• _TASK DESCRIPTION_
Filter this data down to the lines that hold "window", and copy them.

• _Stored records_

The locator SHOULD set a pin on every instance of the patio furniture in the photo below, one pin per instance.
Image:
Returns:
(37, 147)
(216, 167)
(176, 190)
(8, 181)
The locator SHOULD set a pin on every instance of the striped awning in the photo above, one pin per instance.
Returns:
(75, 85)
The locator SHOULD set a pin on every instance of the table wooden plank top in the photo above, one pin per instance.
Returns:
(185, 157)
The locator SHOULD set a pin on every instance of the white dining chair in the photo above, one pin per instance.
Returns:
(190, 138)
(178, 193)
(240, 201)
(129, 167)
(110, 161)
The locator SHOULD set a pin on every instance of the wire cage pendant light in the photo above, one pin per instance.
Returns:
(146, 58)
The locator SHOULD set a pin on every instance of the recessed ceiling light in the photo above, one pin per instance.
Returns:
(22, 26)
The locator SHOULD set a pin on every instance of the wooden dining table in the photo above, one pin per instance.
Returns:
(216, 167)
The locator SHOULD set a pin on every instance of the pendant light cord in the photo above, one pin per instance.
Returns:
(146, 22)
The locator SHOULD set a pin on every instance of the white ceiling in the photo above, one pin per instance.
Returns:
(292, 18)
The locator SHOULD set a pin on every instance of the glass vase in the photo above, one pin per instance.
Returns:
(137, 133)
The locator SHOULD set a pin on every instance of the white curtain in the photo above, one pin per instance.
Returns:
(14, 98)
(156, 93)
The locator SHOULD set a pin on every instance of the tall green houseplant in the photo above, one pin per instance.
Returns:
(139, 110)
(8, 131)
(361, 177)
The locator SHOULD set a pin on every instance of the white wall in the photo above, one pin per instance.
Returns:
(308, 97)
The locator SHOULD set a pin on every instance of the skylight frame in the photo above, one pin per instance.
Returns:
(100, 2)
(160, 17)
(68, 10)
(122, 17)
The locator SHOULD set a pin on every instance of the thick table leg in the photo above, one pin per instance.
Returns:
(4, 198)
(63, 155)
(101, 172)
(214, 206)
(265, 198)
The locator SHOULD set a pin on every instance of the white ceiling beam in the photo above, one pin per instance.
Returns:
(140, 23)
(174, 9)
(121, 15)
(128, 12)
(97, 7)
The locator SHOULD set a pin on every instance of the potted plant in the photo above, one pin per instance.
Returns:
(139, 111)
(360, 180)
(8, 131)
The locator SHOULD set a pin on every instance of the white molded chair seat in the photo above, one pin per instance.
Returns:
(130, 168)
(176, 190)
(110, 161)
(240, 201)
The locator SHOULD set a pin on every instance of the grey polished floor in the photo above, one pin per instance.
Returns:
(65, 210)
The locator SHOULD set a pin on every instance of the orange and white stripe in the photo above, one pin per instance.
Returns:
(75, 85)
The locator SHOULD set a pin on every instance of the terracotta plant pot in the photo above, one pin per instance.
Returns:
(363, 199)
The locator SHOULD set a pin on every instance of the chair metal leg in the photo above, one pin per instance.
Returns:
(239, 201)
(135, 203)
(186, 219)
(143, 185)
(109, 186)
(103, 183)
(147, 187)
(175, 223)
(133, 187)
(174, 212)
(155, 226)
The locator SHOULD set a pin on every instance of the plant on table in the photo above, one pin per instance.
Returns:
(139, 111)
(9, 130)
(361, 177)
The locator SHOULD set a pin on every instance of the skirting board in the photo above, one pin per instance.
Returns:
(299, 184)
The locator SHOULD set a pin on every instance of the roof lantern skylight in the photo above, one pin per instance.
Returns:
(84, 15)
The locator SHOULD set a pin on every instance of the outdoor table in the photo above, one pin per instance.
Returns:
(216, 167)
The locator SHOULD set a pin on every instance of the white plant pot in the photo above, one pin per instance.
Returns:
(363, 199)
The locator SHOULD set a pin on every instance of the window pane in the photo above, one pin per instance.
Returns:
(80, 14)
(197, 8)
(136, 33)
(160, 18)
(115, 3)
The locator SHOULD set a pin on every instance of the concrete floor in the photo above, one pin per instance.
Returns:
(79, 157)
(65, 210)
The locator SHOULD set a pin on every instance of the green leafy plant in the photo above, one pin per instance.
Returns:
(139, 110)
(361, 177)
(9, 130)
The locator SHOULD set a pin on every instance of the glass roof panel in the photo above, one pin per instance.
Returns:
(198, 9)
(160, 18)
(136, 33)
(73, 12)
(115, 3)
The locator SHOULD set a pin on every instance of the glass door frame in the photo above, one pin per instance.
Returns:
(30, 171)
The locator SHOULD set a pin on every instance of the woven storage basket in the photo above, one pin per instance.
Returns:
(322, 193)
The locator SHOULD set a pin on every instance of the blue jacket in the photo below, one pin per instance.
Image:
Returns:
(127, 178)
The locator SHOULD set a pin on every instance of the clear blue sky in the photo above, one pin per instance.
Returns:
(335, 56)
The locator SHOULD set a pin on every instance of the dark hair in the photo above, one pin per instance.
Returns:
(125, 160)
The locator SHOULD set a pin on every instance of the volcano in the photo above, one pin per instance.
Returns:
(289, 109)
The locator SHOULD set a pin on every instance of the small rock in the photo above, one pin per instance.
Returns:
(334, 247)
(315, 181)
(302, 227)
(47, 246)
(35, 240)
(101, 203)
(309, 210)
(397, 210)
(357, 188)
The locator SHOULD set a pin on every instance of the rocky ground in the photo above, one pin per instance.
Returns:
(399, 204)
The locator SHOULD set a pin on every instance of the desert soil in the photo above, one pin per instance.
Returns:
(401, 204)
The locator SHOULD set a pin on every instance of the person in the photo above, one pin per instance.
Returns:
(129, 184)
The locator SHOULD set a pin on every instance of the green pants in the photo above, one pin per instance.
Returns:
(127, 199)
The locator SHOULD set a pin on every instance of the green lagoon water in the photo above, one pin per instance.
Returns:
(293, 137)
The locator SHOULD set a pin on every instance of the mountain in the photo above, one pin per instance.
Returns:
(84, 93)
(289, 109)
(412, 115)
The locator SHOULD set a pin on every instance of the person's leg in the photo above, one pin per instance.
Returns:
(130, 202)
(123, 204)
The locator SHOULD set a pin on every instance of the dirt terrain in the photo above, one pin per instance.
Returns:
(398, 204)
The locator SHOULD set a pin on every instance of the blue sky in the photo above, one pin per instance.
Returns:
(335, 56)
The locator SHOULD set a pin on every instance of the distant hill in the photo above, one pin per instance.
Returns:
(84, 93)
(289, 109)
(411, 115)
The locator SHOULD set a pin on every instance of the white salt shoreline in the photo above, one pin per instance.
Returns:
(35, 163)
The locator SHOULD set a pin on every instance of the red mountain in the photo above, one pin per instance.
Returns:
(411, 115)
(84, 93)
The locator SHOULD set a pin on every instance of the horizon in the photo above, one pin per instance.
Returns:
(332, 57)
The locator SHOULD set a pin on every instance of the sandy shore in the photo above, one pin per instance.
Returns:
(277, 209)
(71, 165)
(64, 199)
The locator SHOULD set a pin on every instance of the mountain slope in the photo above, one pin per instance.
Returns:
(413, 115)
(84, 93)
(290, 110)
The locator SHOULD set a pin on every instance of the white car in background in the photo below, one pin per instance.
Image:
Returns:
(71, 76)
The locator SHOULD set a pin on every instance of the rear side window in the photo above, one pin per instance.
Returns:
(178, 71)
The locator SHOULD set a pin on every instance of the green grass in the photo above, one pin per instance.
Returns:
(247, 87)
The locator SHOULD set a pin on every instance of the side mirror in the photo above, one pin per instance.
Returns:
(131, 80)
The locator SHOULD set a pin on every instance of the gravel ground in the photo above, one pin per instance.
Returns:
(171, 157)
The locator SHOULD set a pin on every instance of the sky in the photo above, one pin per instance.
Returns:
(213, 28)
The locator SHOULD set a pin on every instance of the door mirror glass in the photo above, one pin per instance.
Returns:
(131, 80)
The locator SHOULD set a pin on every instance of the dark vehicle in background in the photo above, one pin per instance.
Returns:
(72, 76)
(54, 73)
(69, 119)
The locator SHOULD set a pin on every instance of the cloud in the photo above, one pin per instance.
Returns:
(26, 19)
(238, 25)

• _SOLUTION TO THE EXERCISE_
The locator SHOULD set a pin on every instance of the window pane in the photo above, one pin per instance.
The locator SHOULD set a pin on every instance of the rear side window in the photo above, one pin per instance.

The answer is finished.